* _WORK ORDER_
When the listing has been read, print it out again in full, word for word.

┄┄┄┄┄┄┄┄┄┄

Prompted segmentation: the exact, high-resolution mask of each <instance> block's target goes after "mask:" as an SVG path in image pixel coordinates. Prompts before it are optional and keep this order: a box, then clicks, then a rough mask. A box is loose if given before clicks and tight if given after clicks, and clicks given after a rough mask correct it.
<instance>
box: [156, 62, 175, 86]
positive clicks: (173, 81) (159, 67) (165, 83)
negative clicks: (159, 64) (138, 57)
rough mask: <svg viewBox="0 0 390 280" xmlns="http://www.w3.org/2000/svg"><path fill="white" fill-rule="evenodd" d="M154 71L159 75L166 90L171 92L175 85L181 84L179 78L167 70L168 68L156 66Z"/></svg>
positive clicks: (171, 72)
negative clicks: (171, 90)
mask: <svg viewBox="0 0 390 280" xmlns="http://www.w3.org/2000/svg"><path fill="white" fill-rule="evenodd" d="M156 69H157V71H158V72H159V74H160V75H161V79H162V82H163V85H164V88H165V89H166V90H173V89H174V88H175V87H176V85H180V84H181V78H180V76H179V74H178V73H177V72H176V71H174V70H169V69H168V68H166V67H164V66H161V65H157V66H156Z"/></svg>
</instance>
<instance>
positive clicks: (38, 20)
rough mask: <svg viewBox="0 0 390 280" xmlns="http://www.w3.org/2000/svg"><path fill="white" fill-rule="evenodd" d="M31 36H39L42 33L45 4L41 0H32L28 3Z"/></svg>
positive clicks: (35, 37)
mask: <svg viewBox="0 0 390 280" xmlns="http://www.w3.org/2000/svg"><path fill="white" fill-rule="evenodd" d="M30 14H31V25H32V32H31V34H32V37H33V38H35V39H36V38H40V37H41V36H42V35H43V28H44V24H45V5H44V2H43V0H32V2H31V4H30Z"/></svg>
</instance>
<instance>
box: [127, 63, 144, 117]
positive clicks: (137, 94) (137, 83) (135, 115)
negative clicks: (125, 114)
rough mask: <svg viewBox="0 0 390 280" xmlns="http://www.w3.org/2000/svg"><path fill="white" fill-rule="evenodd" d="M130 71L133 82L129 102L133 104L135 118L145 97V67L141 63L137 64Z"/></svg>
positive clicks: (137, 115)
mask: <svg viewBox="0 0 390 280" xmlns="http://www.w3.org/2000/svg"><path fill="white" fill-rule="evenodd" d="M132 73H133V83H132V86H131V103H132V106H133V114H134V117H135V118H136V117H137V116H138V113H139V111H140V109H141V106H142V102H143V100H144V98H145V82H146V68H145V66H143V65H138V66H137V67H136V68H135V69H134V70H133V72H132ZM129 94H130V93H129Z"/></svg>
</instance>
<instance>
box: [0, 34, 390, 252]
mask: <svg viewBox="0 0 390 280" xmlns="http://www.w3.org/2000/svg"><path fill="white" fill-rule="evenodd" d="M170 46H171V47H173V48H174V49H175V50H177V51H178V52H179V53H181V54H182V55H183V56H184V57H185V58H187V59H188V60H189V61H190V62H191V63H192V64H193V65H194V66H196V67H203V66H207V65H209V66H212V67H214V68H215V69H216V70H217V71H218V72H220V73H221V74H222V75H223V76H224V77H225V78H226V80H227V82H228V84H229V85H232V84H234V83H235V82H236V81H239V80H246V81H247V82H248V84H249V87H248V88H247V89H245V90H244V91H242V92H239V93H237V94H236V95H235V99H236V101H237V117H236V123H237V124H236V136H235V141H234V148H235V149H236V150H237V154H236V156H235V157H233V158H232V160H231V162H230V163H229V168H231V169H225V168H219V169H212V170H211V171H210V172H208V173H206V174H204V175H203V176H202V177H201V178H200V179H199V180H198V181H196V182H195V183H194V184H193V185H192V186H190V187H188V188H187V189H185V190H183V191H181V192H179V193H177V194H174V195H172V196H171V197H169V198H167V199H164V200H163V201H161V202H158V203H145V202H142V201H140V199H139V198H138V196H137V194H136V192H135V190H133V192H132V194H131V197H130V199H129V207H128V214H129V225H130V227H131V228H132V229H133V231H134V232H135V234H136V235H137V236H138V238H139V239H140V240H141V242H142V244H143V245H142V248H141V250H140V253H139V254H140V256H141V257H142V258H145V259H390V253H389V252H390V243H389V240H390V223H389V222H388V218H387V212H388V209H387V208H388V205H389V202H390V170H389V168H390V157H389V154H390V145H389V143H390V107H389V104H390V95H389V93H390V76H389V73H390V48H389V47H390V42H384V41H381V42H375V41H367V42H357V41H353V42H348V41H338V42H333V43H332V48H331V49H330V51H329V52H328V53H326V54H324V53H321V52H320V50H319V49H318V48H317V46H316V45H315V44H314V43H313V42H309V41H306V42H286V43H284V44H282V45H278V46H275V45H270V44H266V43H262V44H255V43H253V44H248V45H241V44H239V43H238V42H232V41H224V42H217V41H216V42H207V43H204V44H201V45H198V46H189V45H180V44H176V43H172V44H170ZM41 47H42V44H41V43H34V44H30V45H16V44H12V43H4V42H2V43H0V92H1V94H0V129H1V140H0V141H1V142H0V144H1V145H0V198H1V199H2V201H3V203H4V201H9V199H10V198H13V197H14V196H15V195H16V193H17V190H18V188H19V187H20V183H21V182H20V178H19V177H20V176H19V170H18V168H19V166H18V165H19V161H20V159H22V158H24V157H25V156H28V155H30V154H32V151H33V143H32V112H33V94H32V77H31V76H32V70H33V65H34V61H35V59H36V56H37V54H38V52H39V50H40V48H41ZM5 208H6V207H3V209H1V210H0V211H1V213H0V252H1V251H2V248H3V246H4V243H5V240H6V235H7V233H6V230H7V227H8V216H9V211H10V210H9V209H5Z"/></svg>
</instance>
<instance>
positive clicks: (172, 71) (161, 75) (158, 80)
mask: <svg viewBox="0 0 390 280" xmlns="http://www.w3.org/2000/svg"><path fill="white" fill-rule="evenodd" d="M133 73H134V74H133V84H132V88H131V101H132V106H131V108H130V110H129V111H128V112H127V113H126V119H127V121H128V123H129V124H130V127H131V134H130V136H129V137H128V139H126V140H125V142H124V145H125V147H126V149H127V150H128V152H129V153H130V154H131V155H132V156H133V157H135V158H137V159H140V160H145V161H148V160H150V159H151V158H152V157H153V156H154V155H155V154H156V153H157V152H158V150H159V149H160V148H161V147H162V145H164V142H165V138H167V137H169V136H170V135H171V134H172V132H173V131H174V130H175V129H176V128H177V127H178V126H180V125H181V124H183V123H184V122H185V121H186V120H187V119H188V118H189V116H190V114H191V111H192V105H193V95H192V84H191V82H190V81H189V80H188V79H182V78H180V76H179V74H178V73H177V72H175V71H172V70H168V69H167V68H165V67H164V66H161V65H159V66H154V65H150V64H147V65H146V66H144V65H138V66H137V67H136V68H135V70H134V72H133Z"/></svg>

┄┄┄┄┄┄┄┄┄┄

* _THE COMPLETED TASK_
Prompted segmentation: the exact, high-resolution mask of each <instance> block's target goes after "mask:" as an SVG path in image pixel coordinates. Prompts before it are optional and keep this order: a box, then clicks, then a rough mask. A box is loose if given before clicks and tight if given after clicks, and clicks given after a rough mask correct it.
<instance>
box: [156, 62, 175, 86]
positive clicks: (173, 81) (159, 67) (165, 83)
negative clicks: (159, 64) (138, 57)
rough mask: <svg viewBox="0 0 390 280" xmlns="http://www.w3.org/2000/svg"><path fill="white" fill-rule="evenodd" d="M154 71L159 75L166 90L171 92L175 85L181 84L179 78L167 70L168 68L156 66Z"/></svg>
positive clicks: (171, 72)
negative clicks: (171, 90)
mask: <svg viewBox="0 0 390 280" xmlns="http://www.w3.org/2000/svg"><path fill="white" fill-rule="evenodd" d="M156 69H157V71H158V72H159V74H160V75H161V79H162V82H163V85H164V88H165V89H166V90H173V89H174V88H175V87H176V85H180V84H181V78H180V76H179V74H178V73H177V72H176V71H174V70H169V69H168V68H166V67H164V66H161V65H157V66H156Z"/></svg>
</instance>
<instance>
positive clicks: (38, 20)
rough mask: <svg viewBox="0 0 390 280" xmlns="http://www.w3.org/2000/svg"><path fill="white" fill-rule="evenodd" d="M31 36H39L42 33L45 4L41 0H32L28 3Z"/></svg>
positive clicks: (35, 37)
mask: <svg viewBox="0 0 390 280" xmlns="http://www.w3.org/2000/svg"><path fill="white" fill-rule="evenodd" d="M30 14H31V25H32V32H31V34H32V37H33V38H35V39H36V38H40V37H41V36H42V35H43V28H44V24H45V5H44V2H43V0H32V2H31V4H30Z"/></svg>
</instance>
<instance>
box: [127, 63, 144, 117]
positive clicks: (137, 94) (137, 83) (135, 115)
negative clicks: (125, 114)
rough mask: <svg viewBox="0 0 390 280" xmlns="http://www.w3.org/2000/svg"><path fill="white" fill-rule="evenodd" d="M130 71L133 82L129 102L133 104L135 118L145 97V67L141 63L137 64Z"/></svg>
positive clicks: (137, 115)
mask: <svg viewBox="0 0 390 280" xmlns="http://www.w3.org/2000/svg"><path fill="white" fill-rule="evenodd" d="M132 73H133V83H132V86H131V103H132V106H133V114H134V117H135V118H136V117H137V116H138V113H139V111H140V109H141V106H142V102H143V100H144V98H145V82H146V68H145V66H143V65H138V66H137V67H136V68H135V69H134V70H133V72H132ZM129 94H130V93H129Z"/></svg>
</instance>
<instance>
box: [0, 34, 390, 252]
mask: <svg viewBox="0 0 390 280" xmlns="http://www.w3.org/2000/svg"><path fill="white" fill-rule="evenodd" d="M170 46H171V47H173V48H174V49H175V50H177V51H178V52H179V53H181V54H182V55H183V56H184V57H185V58H187V59H188V60H189V61H190V62H191V63H192V64H193V65H194V66H196V67H203V66H207V65H209V66H212V67H214V68H215V69H216V70H217V71H218V72H220V73H221V74H222V75H223V76H224V77H225V78H226V80H227V82H228V84H229V85H232V84H234V83H235V82H236V81H239V80H246V81H247V82H248V84H249V87H248V88H247V89H245V90H244V91H242V92H239V93H237V94H236V95H235V99H236V101H237V117H236V123H237V124H236V136H235V141H234V148H235V149H236V150H237V154H236V156H235V157H233V158H232V160H231V162H230V163H229V168H231V169H225V168H219V169H212V170H211V171H210V172H208V173H206V174H204V175H203V176H202V177H201V178H200V179H199V180H198V181H196V182H195V183H194V184H193V185H192V186H190V187H188V188H187V189H185V190H183V191H181V192H179V193H177V194H174V195H172V196H171V197H169V198H167V199H164V200H163V201H161V202H158V203H145V202H142V201H140V199H139V198H138V196H137V194H136V192H135V190H133V192H132V194H131V197H130V199H129V207H128V214H129V225H130V227H131V228H132V229H133V231H134V232H135V234H136V235H137V236H138V238H139V239H140V240H141V242H142V244H143V245H142V248H141V250H140V253H139V254H140V256H141V257H142V258H145V259H390V253H389V252H390V243H389V240H390V223H389V222H388V218H387V212H388V209H387V208H388V205H389V202H390V170H389V168H390V157H389V154H390V145H389V143H390V107H389V104H390V95H389V93H390V76H389V73H390V48H389V47H390V42H384V41H381V42H375V41H367V42H357V41H353V42H348V41H338V42H333V43H332V48H331V49H330V51H329V52H328V53H326V54H324V53H321V52H320V50H319V49H318V48H317V46H316V45H315V44H314V43H313V42H309V41H306V42H286V43H284V44H282V45H278V46H275V45H270V44H266V43H262V44H255V43H253V44H248V45H241V44H239V43H238V42H232V41H224V42H217V41H216V42H207V43H204V44H201V45H198V46H189V45H180V44H176V43H172V44H170ZM41 47H42V44H41V43H34V44H30V45H16V44H12V43H4V42H2V43H0V92H1V94H0V129H1V140H0V141H1V142H0V144H1V145H0V198H1V199H2V201H3V203H4V201H9V199H10V198H13V197H14V196H15V195H16V193H17V190H18V188H19V187H20V183H21V182H20V178H19V177H20V176H19V170H18V168H19V166H18V165H19V161H20V159H22V158H24V157H25V156H28V155H30V154H32V151H33V143H32V112H33V94H32V77H31V76H32V70H33V65H34V61H35V59H36V56H37V54H38V52H39V50H40V48H41ZM5 208H6V207H3V209H1V210H0V211H1V213H0V252H1V251H2V248H3V246H4V243H5V240H6V235H7V233H6V230H7V227H8V216H9V211H10V210H9V209H5Z"/></svg>
</instance>
<instance>
positive clicks: (172, 71) (161, 75) (158, 80)
mask: <svg viewBox="0 0 390 280" xmlns="http://www.w3.org/2000/svg"><path fill="white" fill-rule="evenodd" d="M133 73H134V74H133V84H132V88H131V101H132V106H131V108H130V110H129V111H128V112H127V113H126V119H127V121H128V123H129V124H130V127H131V134H130V136H129V137H128V139H126V140H125V142H124V145H125V147H126V149H127V150H128V152H129V153H130V154H131V155H132V156H133V157H135V158H137V159H140V160H145V161H148V160H150V159H151V158H152V157H153V156H154V155H155V154H156V153H157V152H158V150H159V149H160V148H161V147H162V145H164V142H165V138H167V137H169V136H170V135H171V134H172V132H173V131H174V130H175V129H176V128H177V127H178V126H180V125H181V124H183V123H184V122H185V121H186V120H187V119H188V118H189V116H190V114H191V111H192V105H193V95H192V84H191V82H190V81H189V80H188V79H182V78H180V76H179V74H178V73H177V72H175V71H172V70H168V69H167V68H165V67H164V66H161V65H159V66H154V65H150V64H147V65H146V66H144V65H138V66H137V67H136V68H135V70H134V72H133Z"/></svg>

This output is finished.